# [PASSAGE PROVIDED]

+--

We all want to minimize total cook time and get right to the juicy part - eating delicious, smoke-infused meat.
That’s probably what enticed you to consider smoking frozen meat in the first place. But we beat you to it and tried it ourselves already. Here’s our verdict.
Can I Smoke Completely Frozen Meat?
You can smoke completely frozen meat, but we wouldn’t recommend it. There are two main reasons why:
- It will stay in the Danger Zone for too long. The Danger Zone is the temperature range between 40°F and 140°F. Harmful bacteria can easily multiply within this range. If you smoke unfrosted meat, it will remain here for longer than it should.
- You’ll end up with dry meat. Cell walls of the meat are pretty elastic, so they can handle a lot of water without bursting. But when you smoke frozen meat, the cellular structure has to handle more (freezing) water. This leads to the formation of ice crystals that tear protein fibers and leave the meat dry.
What Others Say About Smoking Frozen Meat
Internet chefs remain divided. Some say smoking meat that’s frozen gives it a great taste. Others wholeheartedly disagree.
Here’s how one meat enthusiast described his experience :
“I did a frozen pork butt straight from freezer to grill and it had an awesome smoke ring, it was seasoned with MMD before going in the freezer.”
But we also found a semi-professional that says you should never smoke frozen food :
“I went to culinary school and we always used fresh meats and seafood. Frozen meat to smoke is a no-no. The smoke doesn't penetrate [it] like [it does in case of] fresh meat.”
- Dan DeVite
From what we found, people aren’t so concerned about the safety of smoking (or eating) meat that’s still frozen. Rather, they’re concerned about the taste.
The thing is, when water freezes, it expands. This means you’ll basically waste your seasoning on frozen meat, without getting the flavors you wanted.
Why You Shouldn't Smoke Frozen Meat In a Nutshell
When we couple our experience with that from Internet chefs, we have main reasons why you should avoid smoking unfrosted meat:
|✖ extra water will tear protein fibers|
|✖ the possibility of moisture loss|
|✖ harmful bacteria can multiply|
|✖ meat won’t cook evenly|
|✖ meat may lose flavor|
What If I Thaw Meat First?
It depends on the type of meat you’ll be smoking, grilling, or cooking.
Say you want to smoke frozen chicken thighs after a quick thaw.

+--

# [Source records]

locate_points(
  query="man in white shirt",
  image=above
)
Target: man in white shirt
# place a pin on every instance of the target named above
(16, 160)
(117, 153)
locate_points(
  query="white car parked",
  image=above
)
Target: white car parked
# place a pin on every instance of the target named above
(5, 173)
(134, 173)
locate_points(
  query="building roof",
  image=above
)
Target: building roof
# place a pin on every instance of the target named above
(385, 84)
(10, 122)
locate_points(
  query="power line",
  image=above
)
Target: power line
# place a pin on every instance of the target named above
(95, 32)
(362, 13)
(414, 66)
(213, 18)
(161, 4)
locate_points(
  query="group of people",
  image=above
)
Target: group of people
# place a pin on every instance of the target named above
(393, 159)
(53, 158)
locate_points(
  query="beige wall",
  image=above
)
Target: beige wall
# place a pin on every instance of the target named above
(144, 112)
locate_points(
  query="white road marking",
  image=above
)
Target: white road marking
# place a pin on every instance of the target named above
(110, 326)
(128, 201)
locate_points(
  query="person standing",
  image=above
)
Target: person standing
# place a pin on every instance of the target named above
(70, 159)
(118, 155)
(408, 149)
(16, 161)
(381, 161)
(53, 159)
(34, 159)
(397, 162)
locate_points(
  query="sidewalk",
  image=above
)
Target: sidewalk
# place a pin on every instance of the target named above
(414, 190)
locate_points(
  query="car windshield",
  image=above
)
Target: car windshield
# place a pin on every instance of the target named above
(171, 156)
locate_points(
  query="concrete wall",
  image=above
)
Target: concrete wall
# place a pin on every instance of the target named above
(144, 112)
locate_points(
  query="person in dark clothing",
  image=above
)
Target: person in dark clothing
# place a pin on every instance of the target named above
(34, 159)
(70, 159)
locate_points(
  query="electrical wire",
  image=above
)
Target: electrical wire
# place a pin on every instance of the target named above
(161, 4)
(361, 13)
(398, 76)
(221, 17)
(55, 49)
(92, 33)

+--

# [BRIEF A]
In the article on smoking frozen meat, substitute "flexible" for "elastic" and write out the passage that begins at the words "- You’ll end" and stops after "the meat dry.".
# [BRIEF B]
From the article on smoking frozen meat, list every reason given in the marked list under the heading "Why You Shouldn't Smoke Frozen Meat In a Nutshell".
# [BRIEF C]
Continue the article on smoking frozen meat from its last sentence.
The source records are not needed for this work.

# [FINAL ANSWER A]
- You’ll end up with dry meat. Cell walls of the meat are pretty flexible, so they can handle a lot of water without bursting. But when you smoke frozen meat, the cellular structure has to handle more (freezing) water. This leads to the formation of ice crystals that tear protein fibers and leave the meat dry.

# [FINAL ANSWER B]
- extra water will tear protein fibers
- the possibility of moisture loss
- harmful bacteria can multiply
- meat won't cook evenly
- meat may lose flavor

# [FINAL ANSWER C]
This could work because chicken doesn’t require a whole lot of defrosting. You’ll still get awesome flavors.
But this won’t work for other types of meat, such as pork or beef.
Here’s how to quickly thaw chicken:
- Add cold water into a bowl.
- Put chicken in a ziplock bag.
- Add the bag into the bowl and leave it there for 2 hours.
If the chicken is still frozen, repeat the procedure to make sure it’s thawed well.
A word of warning: pour new, cold water again if you’ll repeat the procedure. The water you added initially will probably be lukewarm by now.
Related Article: How to Thaw Chicken Wings
Grilling and Cooking Without Thawing?
You can grill and cook meat without thawing it first, but you definitely want to avoid this for large cuts of meat.
This is safer than smoking it because you'll be operating at higher temperatures that kill most bacteria.
However, keep in mind that you’ll spend 50% more time in the kitchen if you don’t thaw the meat first.
This method won’t work for all types of meat, but it does work for steaks and chicken ribs:
- If you’re using an oven, preheat it to the lowest possible temperature.
- Put your steak or ribs on the grill or in the oven.
- Check the internal temperature. It shouldn’t rise above 90°F.
- Make sure meat stays at your desired temperature for 5-7 minutes.
- Remove it. Always check if it’s cooked.
Can You Freeze Smoked Meat?
Lucky for you, you can freeze smoked meat. After so much smoking, grilling, and cooking - you deserve to preserve flavors for later.
We’ll walk you through one of our favorite and most time-effective methods.
Here’s how to flash freeze smoked meat:
- Prepare an ice bath. Add water and salt into a good-sized bowl.
- Put meat in a freezer bag.
- Submerge the bag in ice water. Leave it there for 2 ½ hours.
- Remove the bag from the bowl.
- Store the meat in your freezer. We recommend vacuum-sealing the meat before putting it away in the freezer. If you don’t have a vacuum sealer, it’s common practice to put the meat in a freezer bag.
Smoking Frozen Meat: The Takeaway
It’s not a good idea to smoke meat in a frozen state. You’d be better off cooking it than putting it on a smoker.
A smoker cooks food at low temperatures. If you haven’t defrosted or thawed meat first, it will stay at low temperatures for too long and allow bacteria to multiply.
You may end up with food that’s not safe to eat.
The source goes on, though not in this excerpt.